Instructions:
- A) Print the part of the article on Mediatec's OB trucks starting at "Stepping up for" and ending at "to other broadcasters.".
- B) According to the article on Mediatec's OB trucks, how much does a Streamline OB cost?
- C) State whether each statement agrees with the article on Mediatec's OB trucks, answering yes or no and quoting the deciding words: (i) Mediatec is a Swedish OB company. (ii) The Compact Streamline vans are 10-camera vans. (iii) The HD18 had a two day acceptance test.

Text excerpt:
┌────────

Streamlined Mediatec gains competitive edge from factory sports broadcast production

SVG Mediatec Henriksen

Stepping up for mid-market sports production: Henriksen with Mediatec’s new HD18

Mediatec Broadcasting has taken delivery of both the tenth of its 10-camera Streamline OB trucks from Broadcast Solutions, and of three new 6-camera Compact Streamline vans, as it seeks to target middle market and lower league sports. The Swedish OB company developed the Streamline concept with Broadcast Solutions three years ago, ordering ten identical trucks, while the German systems integrator has now sold further Streamline OBs, which cost €2-2.5m depending on final specifications, to other broadcasters.

Over three years the trucks “have changed a little bit, due to the fact that some of the equipment we chose at the beginning has changed or been upgraded, but we’ve made a programme to upgrade earlier trucks, so they are still all the same,” said Mediatec CEO Paul Henriksen. The commonality of equipment means that any of its staff in Scandinavia or the German-speaking countries, can easily operate any truck.

“The beauty is you put down the development costs in the first one, so it saves you a lot of money, so long as you stick to the concept.” When Mediatec invested in its first HD 40-camera dual-expandable truck, “we had five people working on it for 18 months, on top of what we paid for the truck. This truck [its latest HD18, which was on show at IBC] had a two day acceptance test,” and delivered a live hockey match from the north of Sweden the weekend after IBC.

└────────

Supplied data:
┌────────

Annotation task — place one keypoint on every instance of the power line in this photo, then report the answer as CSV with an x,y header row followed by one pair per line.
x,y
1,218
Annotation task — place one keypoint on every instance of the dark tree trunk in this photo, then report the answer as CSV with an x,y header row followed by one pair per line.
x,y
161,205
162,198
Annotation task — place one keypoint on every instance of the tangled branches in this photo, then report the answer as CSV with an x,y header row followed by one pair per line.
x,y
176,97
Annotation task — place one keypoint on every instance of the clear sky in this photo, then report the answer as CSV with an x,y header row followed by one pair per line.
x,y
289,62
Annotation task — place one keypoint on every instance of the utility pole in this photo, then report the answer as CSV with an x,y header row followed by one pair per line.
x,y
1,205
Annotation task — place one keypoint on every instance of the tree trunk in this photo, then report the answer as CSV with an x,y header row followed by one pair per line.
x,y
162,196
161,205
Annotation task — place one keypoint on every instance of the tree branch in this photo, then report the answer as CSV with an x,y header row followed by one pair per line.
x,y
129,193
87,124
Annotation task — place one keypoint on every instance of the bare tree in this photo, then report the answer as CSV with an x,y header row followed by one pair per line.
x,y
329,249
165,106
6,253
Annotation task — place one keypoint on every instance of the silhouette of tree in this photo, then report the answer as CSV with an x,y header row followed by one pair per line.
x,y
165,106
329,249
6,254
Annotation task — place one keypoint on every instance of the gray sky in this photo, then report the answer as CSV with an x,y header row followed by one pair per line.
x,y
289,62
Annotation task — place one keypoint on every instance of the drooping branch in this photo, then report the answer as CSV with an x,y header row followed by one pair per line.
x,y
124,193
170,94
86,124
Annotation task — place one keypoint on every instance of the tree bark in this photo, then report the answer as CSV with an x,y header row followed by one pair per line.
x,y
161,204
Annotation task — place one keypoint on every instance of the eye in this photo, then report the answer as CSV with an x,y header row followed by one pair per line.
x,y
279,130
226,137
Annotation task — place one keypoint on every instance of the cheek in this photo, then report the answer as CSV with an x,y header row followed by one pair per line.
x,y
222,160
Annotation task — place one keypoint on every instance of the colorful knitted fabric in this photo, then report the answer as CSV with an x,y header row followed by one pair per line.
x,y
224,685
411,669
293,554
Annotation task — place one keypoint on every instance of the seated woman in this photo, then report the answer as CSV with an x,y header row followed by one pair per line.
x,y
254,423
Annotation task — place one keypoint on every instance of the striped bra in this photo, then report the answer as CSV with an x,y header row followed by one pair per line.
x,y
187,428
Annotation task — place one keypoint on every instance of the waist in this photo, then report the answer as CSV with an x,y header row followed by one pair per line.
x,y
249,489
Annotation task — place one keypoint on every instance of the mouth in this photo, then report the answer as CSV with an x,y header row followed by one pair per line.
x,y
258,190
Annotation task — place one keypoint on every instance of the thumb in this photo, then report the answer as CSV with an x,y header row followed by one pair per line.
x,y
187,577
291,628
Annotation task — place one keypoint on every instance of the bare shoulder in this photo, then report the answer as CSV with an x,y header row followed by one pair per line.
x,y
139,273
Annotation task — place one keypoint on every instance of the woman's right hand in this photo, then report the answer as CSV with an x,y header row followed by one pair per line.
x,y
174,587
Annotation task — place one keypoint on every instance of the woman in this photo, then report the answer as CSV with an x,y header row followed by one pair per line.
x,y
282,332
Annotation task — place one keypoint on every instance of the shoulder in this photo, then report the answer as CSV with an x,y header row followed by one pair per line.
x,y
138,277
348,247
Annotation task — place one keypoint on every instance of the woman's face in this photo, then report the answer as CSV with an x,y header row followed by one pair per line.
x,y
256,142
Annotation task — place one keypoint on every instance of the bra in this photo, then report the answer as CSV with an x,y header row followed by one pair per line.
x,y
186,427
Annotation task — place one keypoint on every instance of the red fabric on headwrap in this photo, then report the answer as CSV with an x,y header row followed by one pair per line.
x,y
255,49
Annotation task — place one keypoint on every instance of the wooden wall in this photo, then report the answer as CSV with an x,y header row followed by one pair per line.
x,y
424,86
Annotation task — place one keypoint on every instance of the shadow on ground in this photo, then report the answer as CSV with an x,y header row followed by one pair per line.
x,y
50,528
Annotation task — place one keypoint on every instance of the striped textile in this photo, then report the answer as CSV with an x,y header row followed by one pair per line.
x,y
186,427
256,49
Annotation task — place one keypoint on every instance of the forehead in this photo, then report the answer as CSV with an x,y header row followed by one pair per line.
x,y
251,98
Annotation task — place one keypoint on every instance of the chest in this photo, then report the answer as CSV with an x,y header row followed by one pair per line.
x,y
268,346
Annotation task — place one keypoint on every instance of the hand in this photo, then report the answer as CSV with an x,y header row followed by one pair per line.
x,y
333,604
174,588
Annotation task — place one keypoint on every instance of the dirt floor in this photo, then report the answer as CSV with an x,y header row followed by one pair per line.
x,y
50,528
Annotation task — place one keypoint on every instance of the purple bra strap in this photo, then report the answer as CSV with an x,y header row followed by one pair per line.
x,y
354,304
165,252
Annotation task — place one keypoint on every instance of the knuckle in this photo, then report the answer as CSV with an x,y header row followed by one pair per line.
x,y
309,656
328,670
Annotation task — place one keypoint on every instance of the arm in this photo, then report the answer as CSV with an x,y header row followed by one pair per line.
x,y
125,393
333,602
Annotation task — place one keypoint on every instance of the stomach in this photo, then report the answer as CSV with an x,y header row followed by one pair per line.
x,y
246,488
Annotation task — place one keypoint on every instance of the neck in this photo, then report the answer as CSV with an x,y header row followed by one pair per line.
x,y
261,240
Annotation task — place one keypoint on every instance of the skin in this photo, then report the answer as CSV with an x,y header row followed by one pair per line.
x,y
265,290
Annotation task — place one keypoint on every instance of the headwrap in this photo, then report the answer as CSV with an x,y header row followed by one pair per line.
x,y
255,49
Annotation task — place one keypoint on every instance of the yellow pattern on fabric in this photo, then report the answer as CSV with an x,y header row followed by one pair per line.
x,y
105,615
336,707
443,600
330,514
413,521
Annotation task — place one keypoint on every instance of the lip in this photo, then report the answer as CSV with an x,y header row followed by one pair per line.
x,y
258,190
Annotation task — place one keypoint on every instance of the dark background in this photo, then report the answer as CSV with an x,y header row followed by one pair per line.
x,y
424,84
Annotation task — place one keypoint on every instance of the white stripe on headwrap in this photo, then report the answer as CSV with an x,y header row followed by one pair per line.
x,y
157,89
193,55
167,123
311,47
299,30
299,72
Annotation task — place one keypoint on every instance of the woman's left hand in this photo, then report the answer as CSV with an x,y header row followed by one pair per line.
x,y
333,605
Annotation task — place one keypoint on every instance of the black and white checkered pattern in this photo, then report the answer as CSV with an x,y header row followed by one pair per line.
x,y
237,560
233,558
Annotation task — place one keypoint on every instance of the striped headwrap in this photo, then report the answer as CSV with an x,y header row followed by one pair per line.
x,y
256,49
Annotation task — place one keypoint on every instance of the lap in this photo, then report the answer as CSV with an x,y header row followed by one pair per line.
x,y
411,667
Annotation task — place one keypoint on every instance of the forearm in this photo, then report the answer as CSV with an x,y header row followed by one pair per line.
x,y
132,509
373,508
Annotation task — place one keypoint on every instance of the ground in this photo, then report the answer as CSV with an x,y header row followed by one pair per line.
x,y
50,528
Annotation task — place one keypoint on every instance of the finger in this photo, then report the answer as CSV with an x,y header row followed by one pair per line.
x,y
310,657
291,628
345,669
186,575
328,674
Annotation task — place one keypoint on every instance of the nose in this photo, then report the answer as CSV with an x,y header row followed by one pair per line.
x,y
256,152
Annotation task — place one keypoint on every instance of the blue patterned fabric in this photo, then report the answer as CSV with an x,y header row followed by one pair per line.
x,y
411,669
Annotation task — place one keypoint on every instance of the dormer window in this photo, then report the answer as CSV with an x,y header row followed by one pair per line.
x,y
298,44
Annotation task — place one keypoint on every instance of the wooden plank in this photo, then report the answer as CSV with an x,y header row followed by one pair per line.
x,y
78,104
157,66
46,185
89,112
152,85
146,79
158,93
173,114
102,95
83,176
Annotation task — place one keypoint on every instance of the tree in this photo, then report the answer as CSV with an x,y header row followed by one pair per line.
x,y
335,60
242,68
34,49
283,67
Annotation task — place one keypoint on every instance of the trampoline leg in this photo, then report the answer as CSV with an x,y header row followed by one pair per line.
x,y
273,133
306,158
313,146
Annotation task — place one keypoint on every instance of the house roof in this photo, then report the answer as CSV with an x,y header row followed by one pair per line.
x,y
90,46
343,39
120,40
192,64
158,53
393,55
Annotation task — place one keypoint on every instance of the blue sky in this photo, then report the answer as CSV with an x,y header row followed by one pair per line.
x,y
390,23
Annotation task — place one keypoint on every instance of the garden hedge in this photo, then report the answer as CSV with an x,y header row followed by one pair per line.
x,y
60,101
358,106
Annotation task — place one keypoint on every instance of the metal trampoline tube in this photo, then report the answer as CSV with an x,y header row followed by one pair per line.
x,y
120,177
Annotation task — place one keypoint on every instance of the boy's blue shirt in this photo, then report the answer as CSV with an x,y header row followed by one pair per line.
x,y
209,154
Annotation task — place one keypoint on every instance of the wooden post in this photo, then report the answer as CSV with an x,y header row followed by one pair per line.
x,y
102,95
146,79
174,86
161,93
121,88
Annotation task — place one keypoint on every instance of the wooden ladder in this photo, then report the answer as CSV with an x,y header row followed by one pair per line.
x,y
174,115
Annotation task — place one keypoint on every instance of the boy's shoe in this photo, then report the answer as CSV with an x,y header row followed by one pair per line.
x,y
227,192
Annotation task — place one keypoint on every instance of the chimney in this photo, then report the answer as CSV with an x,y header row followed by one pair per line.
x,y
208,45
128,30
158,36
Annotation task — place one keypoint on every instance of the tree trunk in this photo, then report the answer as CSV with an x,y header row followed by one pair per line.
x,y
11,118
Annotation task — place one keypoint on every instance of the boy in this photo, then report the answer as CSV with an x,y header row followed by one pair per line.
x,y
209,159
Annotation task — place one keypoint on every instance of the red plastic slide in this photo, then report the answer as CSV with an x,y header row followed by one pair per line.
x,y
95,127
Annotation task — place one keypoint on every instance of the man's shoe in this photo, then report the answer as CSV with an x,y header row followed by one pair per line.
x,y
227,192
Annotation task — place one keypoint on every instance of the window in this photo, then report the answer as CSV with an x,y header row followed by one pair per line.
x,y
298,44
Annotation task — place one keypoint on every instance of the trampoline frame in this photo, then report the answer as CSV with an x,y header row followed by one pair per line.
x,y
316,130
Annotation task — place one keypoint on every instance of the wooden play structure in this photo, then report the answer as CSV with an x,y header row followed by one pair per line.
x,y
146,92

└────────

Solutions to the tasks:
- A)
Stepping up for mid-market sports production: Henriksen with Mediatec’s new HD18

Mediatec Broadcasting has taken delivery of both the tenth of its 10-camera Streamline OB trucks from Broadcast Solutions, and of three new 6-camera Compact Streamline vans, as it seeks to target middle market and lower league sports. The Swedish OB company developed the Streamline concept with Broadcast Solutions three years ago, ordering ten identical trucks, while the German systems integrator has now sold further Streamline OBs, which cost €2-2.5m depending on final specifications, to other broadcasters.

- B) €2-2.5m, depending on final specifications.

- C)
(i) Yes: "The Swedish OB company developed the Streamline concept with Broadcast Solutions three years ago"
(ii) No: "three new 6-camera Compact Streamline vans"
(iii) Yes: "had a two day acceptance test"